Purpose: Breast Implant Illness (BII) continues to be frequently reported among women with breast implants. The FDA’s Manufacturer and User Facility Device Experience (MAUDE) database has provided some narrative data of common symptoms. To reproduce and better characterize various symptom clusters we surveyed women with both saline and silicone implants about having BII and their symptoms.
Methods: A validated patient reported outcome symptom survey (PRO-CTCAE) was sent to groups of women with breast implants. The survey recorded self-reported presence of BII, implant type, and 64 different symptoms. We analyzed the data by breast implant type and grouped symptoms using factor analysis.

________________

--- INSTRUCTIONS ---
1. In the breast implant illness abstract, how many different symptoms did the survey record?
2. Continue the breast implant illness abstract, picking up after its last sentence.

________________

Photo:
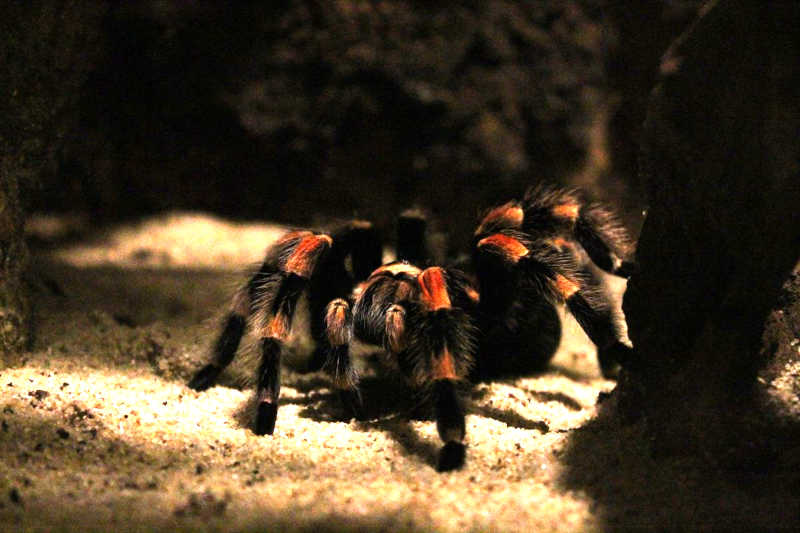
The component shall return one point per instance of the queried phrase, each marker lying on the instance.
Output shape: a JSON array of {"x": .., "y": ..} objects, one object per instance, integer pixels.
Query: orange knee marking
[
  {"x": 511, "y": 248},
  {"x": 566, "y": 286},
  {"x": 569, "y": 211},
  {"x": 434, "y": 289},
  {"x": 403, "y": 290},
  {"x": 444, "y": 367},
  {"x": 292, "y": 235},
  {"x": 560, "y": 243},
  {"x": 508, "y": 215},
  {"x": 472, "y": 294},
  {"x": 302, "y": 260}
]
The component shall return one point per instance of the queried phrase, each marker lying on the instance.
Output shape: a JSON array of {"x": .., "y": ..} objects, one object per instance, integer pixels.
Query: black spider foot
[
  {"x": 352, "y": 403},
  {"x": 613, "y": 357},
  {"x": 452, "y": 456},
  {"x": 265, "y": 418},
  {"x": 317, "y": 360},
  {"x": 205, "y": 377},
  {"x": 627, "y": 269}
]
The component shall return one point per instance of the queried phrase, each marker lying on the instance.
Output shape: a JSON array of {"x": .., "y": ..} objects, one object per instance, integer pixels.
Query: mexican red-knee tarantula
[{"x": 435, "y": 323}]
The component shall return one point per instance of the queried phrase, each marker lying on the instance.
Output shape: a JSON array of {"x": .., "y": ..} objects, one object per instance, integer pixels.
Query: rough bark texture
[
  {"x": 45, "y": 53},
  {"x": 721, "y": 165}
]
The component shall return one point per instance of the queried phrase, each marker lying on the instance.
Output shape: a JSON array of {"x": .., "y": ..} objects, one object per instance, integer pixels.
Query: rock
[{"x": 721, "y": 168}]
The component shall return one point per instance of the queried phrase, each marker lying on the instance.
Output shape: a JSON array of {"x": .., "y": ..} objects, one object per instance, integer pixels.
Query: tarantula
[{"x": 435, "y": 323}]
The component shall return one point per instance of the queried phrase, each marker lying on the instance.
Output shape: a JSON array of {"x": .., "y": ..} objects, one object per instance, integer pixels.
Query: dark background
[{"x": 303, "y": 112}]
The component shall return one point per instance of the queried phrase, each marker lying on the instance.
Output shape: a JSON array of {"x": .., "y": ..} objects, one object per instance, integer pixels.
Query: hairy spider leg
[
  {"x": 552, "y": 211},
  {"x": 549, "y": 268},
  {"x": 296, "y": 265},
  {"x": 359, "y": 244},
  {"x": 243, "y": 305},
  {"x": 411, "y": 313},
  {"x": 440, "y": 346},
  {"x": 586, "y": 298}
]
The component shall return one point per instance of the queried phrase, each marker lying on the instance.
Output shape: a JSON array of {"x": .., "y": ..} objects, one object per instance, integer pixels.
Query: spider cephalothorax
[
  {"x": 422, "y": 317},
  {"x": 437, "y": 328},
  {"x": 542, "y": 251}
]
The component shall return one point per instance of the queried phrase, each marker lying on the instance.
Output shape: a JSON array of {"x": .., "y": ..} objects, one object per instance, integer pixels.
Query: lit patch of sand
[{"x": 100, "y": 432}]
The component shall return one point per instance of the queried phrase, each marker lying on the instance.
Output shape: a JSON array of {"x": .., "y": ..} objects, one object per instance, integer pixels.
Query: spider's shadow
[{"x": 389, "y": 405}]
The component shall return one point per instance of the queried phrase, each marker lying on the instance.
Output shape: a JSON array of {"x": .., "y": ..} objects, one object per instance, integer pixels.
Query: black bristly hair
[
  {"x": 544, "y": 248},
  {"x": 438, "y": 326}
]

________________

--- EXPECTED RESULTS ---
1. 64 different symptoms.

2.
Results: 2223 unique participants with breast implants responded, of which 1260 had completed ≥30% of the survey and were included in the analysis. 402 respondents reported having BII. 42.6% (n=162) of respondents who reported having BII had saline implants, while only 31.6% (n=254) of respondents without BII had silicone implants (p=0.0002). Factor analysis revealed 3 symptom groupings: 1. Nervous, muscular, reproductive, endocrine; 2. Oral, digestive, respiratory; 3. Skin, nail.
Conclusions: This study highlights the importance of including patients with saline implants in any investigation of BII and demonstrates that there are reproducible symptom clusters in women reporting BII.